● Text under study:
You might remember this letter that I wrote to the vice president of student life at my former college. I went to a small, private, Christian college in Western Pennsylvania. It's extremely academically-focused, and students there can be a little over thee top when it comes to achievement and success. Sometimes, I think they all need a reminder that grades don't get you into heaven. But that's for another post.
I've spent the past week (yes, almost an entire week) with Leigh at the school. The #1 reason I went up was to do our secret Santa gift exchange from Christmas. I was upset while in the hospital and Leigh suggested that I come up to do Christmas with her and her roommates. It really gave me something to look forward to. The #2 reason I went was to sit down with the VP of student life about my letter.
So on Thursday afternoon as I waited outside his office, I was nervous. I can do fairly well at talking for short periods of time, but I wear out and start staring off into space pretty quickly. My eye contact has gotten better, but only for a little bit at a time, and then I just have to stop. I had told him that I have autism, but I was still nervous about what he expected from me. I don't like to "pull the autism card" and lower people's expectations of me, but I'm also trying not to be ashamed of it. It's such a fine balance.
It turns out that I didn't need to be nervous at all. Mr. H was welcoming and caring. We talked for almost an hour. Some of the things we discussed in that time:
1. Before Mr. H came to campus two years ago, there was really no plan in place for students with disabilities. Since then, he has developed a policy in which the student in question provides a doctor's documentation with suggested accommodations, sits down with Student Life and discusses which ones the student wants to implement in which classes, Student Life sends an e-mail to each of the student's professors with the accommodations (not the diagnosis), and the student discusses with each professor indivudally to figure out how the accommodations will work in each class.
2. Mr. H has also developed a "freshman packet" to send to students the summer before their freshman year. This packet includes a section on students with disabilities and the appropriate steps to take.
3. The student handbook now includes a section on disabilities, listing the policy and who to contact if the student wants to pursue this.
4. There are 80 students just with learning disablities on campus. This is out of something like 2300 students. This is a much higher percentage than I (or anyone, I think) expected. Most of them (44) do not receive any accommodations. Those who do are typically very quiet about it, because of the academic competition on campus. They're afraid that other students will perceive them as getting an advantage when it comes to grades.

● Extracted entries:
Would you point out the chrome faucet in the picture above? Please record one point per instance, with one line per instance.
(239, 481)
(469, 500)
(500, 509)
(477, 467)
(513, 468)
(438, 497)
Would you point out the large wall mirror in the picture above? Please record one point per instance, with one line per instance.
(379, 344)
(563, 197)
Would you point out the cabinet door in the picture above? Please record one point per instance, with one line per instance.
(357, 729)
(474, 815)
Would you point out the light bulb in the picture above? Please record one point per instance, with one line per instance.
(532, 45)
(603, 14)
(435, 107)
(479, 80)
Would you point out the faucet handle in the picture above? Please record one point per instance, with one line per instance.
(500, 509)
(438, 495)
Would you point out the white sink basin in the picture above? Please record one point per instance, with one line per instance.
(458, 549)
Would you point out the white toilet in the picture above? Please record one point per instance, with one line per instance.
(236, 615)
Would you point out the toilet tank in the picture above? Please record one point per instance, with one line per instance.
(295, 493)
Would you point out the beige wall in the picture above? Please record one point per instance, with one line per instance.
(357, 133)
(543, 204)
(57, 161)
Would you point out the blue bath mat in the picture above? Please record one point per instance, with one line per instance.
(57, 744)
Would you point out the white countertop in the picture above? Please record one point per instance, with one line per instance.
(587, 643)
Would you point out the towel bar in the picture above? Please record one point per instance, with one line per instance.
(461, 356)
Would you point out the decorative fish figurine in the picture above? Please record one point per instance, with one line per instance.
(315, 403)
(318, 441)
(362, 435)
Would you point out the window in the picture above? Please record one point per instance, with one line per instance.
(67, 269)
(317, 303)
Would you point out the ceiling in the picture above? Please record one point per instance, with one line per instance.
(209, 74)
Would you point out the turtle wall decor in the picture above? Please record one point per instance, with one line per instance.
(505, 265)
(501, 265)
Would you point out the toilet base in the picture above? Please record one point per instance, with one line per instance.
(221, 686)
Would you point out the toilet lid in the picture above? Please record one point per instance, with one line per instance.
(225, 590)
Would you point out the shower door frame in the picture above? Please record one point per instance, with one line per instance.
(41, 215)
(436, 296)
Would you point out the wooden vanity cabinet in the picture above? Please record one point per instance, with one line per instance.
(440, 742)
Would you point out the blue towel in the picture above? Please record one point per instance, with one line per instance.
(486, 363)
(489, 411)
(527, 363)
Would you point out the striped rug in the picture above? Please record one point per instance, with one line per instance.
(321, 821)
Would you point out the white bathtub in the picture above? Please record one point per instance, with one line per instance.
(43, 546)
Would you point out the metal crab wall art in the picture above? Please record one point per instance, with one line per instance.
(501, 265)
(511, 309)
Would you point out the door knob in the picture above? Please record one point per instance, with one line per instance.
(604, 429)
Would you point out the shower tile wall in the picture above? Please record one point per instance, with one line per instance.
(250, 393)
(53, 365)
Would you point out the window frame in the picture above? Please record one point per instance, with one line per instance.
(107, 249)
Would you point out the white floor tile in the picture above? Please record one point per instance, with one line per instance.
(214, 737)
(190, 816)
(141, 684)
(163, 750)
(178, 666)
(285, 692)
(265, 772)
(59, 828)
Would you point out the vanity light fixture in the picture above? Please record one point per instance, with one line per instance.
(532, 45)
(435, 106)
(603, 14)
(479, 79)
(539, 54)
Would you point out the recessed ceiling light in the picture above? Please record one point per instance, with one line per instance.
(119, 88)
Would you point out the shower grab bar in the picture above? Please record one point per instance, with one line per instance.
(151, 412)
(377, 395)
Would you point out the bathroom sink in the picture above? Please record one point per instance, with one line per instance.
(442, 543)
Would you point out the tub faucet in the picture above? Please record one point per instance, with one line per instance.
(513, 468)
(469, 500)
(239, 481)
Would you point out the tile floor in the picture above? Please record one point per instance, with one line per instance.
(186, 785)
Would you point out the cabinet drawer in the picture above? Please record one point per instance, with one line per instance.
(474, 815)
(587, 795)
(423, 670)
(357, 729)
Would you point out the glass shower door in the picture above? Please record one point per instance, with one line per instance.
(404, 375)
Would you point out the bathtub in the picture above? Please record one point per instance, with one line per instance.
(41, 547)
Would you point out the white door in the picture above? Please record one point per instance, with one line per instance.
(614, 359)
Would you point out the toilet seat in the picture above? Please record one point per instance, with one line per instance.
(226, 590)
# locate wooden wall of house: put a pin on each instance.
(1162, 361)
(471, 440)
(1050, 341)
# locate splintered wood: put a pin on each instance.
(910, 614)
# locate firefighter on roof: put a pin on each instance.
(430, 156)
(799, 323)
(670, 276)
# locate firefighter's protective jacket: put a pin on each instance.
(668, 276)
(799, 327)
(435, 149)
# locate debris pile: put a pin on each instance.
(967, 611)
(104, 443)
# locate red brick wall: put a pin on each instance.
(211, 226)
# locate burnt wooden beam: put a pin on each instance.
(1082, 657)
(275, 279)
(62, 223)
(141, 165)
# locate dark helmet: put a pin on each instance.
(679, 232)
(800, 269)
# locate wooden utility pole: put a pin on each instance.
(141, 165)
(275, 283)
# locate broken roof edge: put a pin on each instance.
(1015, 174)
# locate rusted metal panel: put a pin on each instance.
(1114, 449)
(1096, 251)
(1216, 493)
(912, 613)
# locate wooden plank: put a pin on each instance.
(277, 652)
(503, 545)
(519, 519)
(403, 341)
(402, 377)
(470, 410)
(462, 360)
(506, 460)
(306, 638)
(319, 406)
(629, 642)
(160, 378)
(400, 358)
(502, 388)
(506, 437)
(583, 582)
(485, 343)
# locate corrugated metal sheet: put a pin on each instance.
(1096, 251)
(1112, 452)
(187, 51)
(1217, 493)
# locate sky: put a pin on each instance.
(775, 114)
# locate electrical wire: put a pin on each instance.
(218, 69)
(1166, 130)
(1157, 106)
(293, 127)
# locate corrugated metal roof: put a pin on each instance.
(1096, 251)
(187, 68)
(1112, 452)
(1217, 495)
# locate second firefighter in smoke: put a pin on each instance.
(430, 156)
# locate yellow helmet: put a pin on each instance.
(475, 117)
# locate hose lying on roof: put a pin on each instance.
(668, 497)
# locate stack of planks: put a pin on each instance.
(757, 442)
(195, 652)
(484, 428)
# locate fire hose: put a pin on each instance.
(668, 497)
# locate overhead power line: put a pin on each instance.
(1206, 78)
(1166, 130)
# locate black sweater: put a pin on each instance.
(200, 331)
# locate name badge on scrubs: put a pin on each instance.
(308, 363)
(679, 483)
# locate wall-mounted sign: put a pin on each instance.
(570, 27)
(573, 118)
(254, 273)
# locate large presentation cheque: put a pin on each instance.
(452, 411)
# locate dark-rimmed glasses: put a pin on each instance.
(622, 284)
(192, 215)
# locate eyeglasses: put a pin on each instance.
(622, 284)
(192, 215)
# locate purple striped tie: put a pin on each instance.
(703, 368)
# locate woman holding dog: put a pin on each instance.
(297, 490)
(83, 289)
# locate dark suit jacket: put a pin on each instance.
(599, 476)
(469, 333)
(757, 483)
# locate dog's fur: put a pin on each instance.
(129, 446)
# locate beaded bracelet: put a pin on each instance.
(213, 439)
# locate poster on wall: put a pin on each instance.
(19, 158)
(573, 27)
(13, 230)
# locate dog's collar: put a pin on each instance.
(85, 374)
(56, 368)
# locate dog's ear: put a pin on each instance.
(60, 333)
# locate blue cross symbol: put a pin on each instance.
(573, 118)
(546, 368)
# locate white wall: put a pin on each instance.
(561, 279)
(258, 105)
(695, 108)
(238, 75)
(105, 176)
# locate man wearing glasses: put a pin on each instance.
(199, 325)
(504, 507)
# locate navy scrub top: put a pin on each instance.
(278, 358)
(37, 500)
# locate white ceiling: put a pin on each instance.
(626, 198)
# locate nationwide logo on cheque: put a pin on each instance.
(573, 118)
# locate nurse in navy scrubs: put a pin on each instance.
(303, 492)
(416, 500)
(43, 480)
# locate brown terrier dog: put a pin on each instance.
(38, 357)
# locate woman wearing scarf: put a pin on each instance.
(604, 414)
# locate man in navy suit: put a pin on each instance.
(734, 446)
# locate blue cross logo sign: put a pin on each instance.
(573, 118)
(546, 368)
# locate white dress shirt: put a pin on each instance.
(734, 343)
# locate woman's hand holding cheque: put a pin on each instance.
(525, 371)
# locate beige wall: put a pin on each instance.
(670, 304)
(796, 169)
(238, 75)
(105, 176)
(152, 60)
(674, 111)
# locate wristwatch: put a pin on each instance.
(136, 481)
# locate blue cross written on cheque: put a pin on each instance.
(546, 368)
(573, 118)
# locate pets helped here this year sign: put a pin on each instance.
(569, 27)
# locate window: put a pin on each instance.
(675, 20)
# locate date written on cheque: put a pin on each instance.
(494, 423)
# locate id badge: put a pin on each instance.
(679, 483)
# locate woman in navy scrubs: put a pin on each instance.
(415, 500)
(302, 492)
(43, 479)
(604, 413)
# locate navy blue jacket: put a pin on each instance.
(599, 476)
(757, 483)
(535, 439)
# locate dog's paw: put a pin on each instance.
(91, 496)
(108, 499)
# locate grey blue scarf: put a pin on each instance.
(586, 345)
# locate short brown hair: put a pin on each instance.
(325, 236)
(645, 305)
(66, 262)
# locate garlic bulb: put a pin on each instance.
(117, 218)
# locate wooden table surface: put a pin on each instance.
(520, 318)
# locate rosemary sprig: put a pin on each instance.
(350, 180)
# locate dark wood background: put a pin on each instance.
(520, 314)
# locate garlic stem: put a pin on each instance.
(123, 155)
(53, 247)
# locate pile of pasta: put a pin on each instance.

● Required tasks:
a) List each step of the policy for students with disabilities that the post about meeting the vice president of student life describes.
b) According to the post about meeting the vice president of student life, why do students who receive accommodations usually keep quiet about it?
c) In the post about meeting the vice president of student life, how long did the writer and Mr. H talk?

● Answers given:
a)
1. The student provides a doctor's documentation with suggested accommodations.
2. The student sits down with Student Life to discuss which accommodations to use in which classes.
3. Student Life e-mails each of the student's professors with the accommodations, but not the diagnosis.
4. The student talks with each professor one-on-one to work out how the accommodations will work in that class.

b) They stay quiet because of the academic competition on campus. They fear other students will see them as getting an advantage with grades.

c) They talked for almost an hour.